Count the lines of the material below that contain the string "positive" and give only the number.

Given records.
===
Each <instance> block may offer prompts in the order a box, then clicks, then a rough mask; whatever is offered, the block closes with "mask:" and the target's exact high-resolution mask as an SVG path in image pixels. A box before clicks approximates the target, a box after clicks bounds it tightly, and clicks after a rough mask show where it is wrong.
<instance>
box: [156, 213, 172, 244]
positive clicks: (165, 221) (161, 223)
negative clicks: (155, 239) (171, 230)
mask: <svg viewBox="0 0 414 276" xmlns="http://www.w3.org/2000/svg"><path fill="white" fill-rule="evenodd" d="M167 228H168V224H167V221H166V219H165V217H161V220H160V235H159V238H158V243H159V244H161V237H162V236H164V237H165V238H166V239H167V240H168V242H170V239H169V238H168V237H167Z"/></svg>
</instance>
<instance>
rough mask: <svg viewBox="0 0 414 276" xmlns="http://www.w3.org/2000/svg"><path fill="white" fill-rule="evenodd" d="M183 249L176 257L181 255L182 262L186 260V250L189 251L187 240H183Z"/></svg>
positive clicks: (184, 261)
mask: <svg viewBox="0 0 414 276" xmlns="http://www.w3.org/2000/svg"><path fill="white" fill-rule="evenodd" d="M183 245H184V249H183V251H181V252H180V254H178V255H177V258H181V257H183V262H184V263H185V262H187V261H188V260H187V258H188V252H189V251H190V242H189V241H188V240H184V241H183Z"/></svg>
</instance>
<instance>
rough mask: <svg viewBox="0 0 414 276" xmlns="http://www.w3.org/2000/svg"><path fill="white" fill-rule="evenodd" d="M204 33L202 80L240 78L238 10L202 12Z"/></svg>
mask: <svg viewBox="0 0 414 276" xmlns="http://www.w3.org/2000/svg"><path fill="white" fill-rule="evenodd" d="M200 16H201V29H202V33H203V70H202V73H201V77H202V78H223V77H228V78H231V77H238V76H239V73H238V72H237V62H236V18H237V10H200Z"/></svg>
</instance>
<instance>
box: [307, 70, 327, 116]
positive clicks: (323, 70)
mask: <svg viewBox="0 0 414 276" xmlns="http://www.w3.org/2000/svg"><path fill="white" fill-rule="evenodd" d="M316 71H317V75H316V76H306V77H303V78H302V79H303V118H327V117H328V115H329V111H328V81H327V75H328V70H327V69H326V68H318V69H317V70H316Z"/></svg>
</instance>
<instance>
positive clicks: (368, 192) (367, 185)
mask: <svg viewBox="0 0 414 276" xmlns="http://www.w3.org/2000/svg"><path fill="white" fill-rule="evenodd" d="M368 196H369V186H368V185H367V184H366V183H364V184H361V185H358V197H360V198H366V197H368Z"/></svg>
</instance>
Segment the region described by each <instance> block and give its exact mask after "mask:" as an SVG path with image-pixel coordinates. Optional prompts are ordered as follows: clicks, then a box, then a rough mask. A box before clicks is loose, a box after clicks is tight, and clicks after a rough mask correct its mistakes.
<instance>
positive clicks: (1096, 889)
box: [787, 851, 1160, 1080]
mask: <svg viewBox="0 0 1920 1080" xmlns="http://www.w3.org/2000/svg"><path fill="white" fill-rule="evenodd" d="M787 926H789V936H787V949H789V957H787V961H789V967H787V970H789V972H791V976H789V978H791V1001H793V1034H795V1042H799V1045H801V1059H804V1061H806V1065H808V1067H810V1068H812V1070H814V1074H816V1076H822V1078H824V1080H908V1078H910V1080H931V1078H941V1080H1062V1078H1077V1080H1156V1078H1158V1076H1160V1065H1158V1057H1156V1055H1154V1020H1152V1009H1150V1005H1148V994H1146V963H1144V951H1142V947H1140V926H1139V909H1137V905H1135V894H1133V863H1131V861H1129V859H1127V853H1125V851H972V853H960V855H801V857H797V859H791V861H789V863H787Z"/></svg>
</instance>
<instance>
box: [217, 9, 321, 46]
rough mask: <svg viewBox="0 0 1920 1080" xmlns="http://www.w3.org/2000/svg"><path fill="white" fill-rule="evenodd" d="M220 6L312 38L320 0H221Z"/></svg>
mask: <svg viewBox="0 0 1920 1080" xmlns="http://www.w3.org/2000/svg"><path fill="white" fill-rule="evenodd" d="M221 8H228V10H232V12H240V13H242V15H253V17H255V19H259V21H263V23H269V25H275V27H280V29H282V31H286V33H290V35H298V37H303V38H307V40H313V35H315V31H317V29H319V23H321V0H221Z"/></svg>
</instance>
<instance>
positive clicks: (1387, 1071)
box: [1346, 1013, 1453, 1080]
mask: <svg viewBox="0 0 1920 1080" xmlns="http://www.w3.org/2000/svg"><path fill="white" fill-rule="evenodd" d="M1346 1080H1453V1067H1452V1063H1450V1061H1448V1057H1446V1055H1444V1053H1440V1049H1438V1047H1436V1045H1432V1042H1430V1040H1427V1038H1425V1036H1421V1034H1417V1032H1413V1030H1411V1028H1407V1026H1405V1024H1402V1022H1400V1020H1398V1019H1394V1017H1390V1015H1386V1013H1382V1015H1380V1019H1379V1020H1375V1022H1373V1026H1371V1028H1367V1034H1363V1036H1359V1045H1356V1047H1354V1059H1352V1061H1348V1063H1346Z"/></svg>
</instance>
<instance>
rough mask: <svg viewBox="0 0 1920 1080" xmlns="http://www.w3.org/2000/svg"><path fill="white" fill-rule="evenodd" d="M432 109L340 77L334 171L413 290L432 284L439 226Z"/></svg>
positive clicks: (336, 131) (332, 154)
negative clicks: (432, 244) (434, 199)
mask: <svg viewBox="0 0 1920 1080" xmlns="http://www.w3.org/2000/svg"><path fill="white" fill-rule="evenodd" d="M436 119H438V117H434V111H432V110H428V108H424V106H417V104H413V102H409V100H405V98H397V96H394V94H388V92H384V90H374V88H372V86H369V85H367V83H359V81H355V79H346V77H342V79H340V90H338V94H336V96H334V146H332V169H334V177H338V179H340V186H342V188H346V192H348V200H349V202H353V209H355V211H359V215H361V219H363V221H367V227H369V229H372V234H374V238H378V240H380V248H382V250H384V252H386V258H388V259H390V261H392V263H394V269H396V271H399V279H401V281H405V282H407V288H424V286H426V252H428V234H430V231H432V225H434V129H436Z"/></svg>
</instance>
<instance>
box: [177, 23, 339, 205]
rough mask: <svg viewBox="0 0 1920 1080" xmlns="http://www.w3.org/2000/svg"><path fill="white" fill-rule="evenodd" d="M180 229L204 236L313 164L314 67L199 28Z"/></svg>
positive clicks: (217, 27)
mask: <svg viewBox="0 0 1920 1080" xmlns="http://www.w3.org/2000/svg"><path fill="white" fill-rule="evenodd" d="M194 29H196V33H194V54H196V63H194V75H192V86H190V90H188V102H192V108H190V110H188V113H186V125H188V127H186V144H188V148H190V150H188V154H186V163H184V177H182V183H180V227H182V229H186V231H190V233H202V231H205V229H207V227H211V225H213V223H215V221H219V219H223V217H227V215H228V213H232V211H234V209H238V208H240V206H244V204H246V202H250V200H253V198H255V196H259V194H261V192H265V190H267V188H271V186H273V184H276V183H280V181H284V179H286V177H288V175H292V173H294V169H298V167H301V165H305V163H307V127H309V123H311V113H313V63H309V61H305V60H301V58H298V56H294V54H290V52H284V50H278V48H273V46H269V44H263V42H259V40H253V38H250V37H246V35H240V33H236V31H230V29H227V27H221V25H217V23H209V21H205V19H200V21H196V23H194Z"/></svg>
===
Your solution. 8